(TASK INPUTS)

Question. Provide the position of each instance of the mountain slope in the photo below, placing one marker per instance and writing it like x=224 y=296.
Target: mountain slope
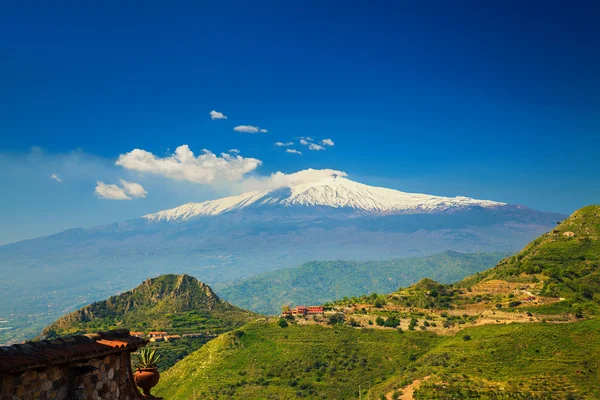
x=333 y=191
x=318 y=282
x=173 y=303
x=331 y=218
x=504 y=333
x=263 y=360
x=566 y=260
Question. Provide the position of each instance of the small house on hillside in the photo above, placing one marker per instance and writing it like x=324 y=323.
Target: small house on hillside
x=303 y=310
x=157 y=334
x=95 y=366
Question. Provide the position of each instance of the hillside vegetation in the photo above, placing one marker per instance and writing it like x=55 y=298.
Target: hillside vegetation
x=322 y=281
x=263 y=360
x=566 y=261
x=525 y=329
x=176 y=304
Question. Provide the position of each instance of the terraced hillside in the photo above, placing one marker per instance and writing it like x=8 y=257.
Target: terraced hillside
x=179 y=305
x=525 y=329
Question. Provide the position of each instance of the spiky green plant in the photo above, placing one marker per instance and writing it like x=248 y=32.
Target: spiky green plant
x=148 y=358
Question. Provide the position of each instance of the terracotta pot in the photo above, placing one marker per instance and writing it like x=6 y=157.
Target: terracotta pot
x=146 y=379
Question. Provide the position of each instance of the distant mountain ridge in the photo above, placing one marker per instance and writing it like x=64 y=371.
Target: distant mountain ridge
x=335 y=191
x=330 y=218
x=318 y=282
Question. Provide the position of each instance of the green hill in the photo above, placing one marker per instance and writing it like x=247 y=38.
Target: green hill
x=525 y=329
x=176 y=304
x=265 y=361
x=173 y=303
x=322 y=281
x=566 y=261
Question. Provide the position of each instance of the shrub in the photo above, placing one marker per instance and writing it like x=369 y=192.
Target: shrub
x=392 y=322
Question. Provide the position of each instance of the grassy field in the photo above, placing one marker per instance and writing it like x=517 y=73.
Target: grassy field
x=514 y=361
x=263 y=360
x=318 y=282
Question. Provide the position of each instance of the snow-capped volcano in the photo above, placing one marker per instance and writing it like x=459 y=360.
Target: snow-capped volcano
x=332 y=191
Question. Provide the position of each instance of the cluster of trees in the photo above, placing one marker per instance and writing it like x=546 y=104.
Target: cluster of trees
x=391 y=322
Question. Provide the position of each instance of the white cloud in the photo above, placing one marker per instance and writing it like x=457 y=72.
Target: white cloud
x=207 y=168
x=217 y=115
x=249 y=129
x=133 y=189
x=110 y=192
x=129 y=191
x=281 y=179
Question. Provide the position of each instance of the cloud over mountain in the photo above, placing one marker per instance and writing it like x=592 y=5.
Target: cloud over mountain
x=217 y=115
x=207 y=168
x=249 y=129
x=129 y=191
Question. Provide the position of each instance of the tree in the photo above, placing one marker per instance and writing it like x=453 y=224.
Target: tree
x=392 y=322
x=379 y=303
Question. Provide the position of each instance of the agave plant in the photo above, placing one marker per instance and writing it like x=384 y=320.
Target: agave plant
x=148 y=358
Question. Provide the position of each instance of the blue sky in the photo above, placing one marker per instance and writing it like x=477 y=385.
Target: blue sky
x=496 y=100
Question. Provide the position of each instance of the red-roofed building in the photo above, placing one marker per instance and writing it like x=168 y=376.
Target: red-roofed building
x=315 y=310
x=90 y=366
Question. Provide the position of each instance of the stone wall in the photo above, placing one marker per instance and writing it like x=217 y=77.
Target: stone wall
x=109 y=377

(End TASK INPUTS)

Return, word for word, the lines from the one containing "Question. Provide the position of each instance of the cluster" through the end of the data above, both ends included, and nothing else.

Question. Provide the position of each instance of the cluster of trees in the photo above, placing one marker per instance and writing it like x=546 y=104.
Target: cluster of trees
x=391 y=322
Question. Provide the position of each instance of the white cloud in the photo above, placing one marker per instance and writing it like x=457 y=72.
Target: white cloud
x=207 y=168
x=217 y=115
x=249 y=129
x=133 y=189
x=110 y=192
x=129 y=191
x=281 y=179
Question. Provide the position of each instance of the cloud over mountain in the photo above, placing one marker per instance and writing it like x=592 y=5.
Target: cloud over mountain
x=217 y=115
x=207 y=168
x=249 y=129
x=129 y=191
Question. Provide the position of each instance of the tree in the photo above, placing one marker per instance and writing it like x=453 y=224.
Target: tree
x=392 y=322
x=379 y=303
Question. Provide the position of each instance of the agave plant in the photo above, placing one marker per instance and writing it like x=384 y=320.
Target: agave plant
x=148 y=358
Question. Provide the position of each instance of the blue sky in the photo above, placing one marker per instance and writing it like x=477 y=385.
Target: blue sky
x=496 y=100
Question. Provide the position of each instance of the red-roofed building in the photo above, placing one marker per instance and writing it like x=168 y=376.
Target: red-roofed building
x=315 y=310
x=90 y=366
Question. Provide the position of each instance of the stone wall in the photo above, placing one marker per instance and writing it like x=217 y=77.
Target: stone wall
x=109 y=377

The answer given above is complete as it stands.